There are no plans to convert this line to any other use. All of our studies, the design, and construction are planned for natural gas transportation, and the pipeline would not be suitable to transport oil. Coastal GasLink will also be bound by contract to provide natural gas for a minimum of 25 years, with numerous options to renew this service. The LNG Canada facilities, to which the pipeline will deliver natural gas, have no need for oil; they and the upstream natural reserves represent a significant capital investment and are expected to operate for well in excess of 25 years.

In addition, any future change to the use of the pipeline is subject to regulatory approval, including full consultation with government, local communities and First Nations.



Safety is, and always will be, our number one value. From design and construction, to operation and maintenance, we are committed to keeping Coastal GasLink and your communities safe.

We do not compromise on the health and safety of our workforce. Safety is a fundamental value not just in our field operations, but also in our offices and boardrooms. 

A key component of our strategy to keeping health and safety top-of-mind around the clock is our commitment to a positive safety culture. Before a worker even sets foot on-site, they’re thoroughly trained on the health and safety requirements of the project. Every worker undergoes a stringent safety orientation program and understands that we have zero tolerance for any kind of behaviour that endangers the health and safety of our workforce.

By continually modelling and reinforcing safe practices on our worksites, we’re successfully working towards a goal of zero workplace incidents.

Learn more about our health and safety measures

We use high-quality steel and the best construction practices when building pipelines. All pipe is tested well above normal operating pressure before it is put into operation. Our pipelines are cathodically protected, which means a low-voltage electric current is induced in the vicinity of the pipeline to inhibit external corrosion. Pipelines are monitored 24 hours a day by trained operators who respond immediately to any indication of abnormal operation.

Cleaning and inspection tools called “smart PIGs,” are pushed along inside the pipeline using the pressure of the natural gas itself. These tools help assess the pipeline’s integrity and gathers data that shapes our pipeline maintenance programs.

If anomalies are detected, the pipeline segment in question may be excavated and visually inspected for repair or replacement. The project route will also be patrolled on the ground and from the air.

**DATA SHOWN:**
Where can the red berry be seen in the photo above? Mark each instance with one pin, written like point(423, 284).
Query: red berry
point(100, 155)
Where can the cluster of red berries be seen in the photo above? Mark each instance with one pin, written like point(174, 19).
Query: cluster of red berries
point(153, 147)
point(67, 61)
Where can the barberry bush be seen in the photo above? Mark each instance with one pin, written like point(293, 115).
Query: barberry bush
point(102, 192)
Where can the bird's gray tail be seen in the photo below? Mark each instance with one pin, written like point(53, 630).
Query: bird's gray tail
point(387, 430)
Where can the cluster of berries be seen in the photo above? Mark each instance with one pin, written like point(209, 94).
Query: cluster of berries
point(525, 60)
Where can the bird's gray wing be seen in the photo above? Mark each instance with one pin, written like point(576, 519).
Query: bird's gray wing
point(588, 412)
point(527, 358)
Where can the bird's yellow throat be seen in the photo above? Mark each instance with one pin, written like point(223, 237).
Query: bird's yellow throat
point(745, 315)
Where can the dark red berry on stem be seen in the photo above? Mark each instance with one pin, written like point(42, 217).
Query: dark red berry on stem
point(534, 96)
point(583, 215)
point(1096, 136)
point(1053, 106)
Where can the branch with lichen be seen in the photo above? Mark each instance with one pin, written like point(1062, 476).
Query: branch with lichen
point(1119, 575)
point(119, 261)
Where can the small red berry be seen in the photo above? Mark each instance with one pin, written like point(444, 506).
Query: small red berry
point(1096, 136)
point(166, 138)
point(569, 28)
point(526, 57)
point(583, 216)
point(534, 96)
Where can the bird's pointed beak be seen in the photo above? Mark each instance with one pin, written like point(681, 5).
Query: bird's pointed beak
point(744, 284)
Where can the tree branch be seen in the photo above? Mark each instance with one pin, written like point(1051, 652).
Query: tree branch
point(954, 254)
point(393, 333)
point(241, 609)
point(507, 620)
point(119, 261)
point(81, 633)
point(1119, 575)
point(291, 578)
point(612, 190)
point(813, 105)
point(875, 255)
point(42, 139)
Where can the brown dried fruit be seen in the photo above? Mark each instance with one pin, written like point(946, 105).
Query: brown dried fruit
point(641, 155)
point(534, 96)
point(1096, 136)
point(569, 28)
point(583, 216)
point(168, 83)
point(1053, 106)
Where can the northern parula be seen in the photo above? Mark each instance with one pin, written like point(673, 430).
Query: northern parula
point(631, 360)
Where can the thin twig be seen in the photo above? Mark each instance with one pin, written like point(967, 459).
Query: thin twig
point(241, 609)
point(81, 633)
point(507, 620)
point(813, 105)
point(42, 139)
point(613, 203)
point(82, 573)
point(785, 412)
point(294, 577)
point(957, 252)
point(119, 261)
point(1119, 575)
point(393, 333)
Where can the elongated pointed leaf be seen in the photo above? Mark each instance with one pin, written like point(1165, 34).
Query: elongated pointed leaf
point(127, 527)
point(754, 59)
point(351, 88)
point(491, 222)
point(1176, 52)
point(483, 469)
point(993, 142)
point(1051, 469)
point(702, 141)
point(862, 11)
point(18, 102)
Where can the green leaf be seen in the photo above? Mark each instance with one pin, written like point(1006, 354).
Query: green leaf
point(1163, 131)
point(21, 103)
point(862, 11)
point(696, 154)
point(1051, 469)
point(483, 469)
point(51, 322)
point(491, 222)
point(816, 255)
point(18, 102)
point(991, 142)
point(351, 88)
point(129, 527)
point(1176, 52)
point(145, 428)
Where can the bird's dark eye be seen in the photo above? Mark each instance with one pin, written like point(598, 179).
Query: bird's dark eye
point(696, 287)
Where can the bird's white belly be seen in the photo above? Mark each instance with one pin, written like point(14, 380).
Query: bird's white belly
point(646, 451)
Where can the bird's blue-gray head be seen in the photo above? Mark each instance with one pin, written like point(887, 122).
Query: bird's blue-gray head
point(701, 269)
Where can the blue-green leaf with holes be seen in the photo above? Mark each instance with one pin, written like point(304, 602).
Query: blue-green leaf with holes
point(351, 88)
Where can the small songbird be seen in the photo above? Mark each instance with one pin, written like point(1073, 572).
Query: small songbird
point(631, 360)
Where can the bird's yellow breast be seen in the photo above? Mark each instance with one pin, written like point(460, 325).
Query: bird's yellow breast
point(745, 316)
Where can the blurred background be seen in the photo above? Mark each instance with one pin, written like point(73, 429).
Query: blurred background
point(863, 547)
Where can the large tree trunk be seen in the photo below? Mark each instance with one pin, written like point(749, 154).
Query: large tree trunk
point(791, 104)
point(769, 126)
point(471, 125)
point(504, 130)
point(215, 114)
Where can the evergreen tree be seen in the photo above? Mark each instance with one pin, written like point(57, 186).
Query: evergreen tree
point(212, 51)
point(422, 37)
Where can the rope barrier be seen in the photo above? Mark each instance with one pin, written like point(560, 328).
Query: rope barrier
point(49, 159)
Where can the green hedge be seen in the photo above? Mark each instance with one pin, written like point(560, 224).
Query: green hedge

**PROBLEM REQUIREMENTS:**
Rewrite the Coastal GasLink page from "There are no" to "of 25 years.", changing "25 years" to "30 years".

**RESPONSE:**
There are no plans to convert this line to any other use. All of our studies, the design, and construction are planned for natural gas transportation, and the pipeline would not be suitable to transport oil. Coastal GasLink will also be bound by contract to provide natural gas for a minimum of 30 years, with numerous options to renew this service. The LNG Canada facilities, to which the pipeline will deliver natural gas, have no need for oil; they and the upstream natural reserves represent a significant capital investment and are expected to operate for well in excess of 30 years.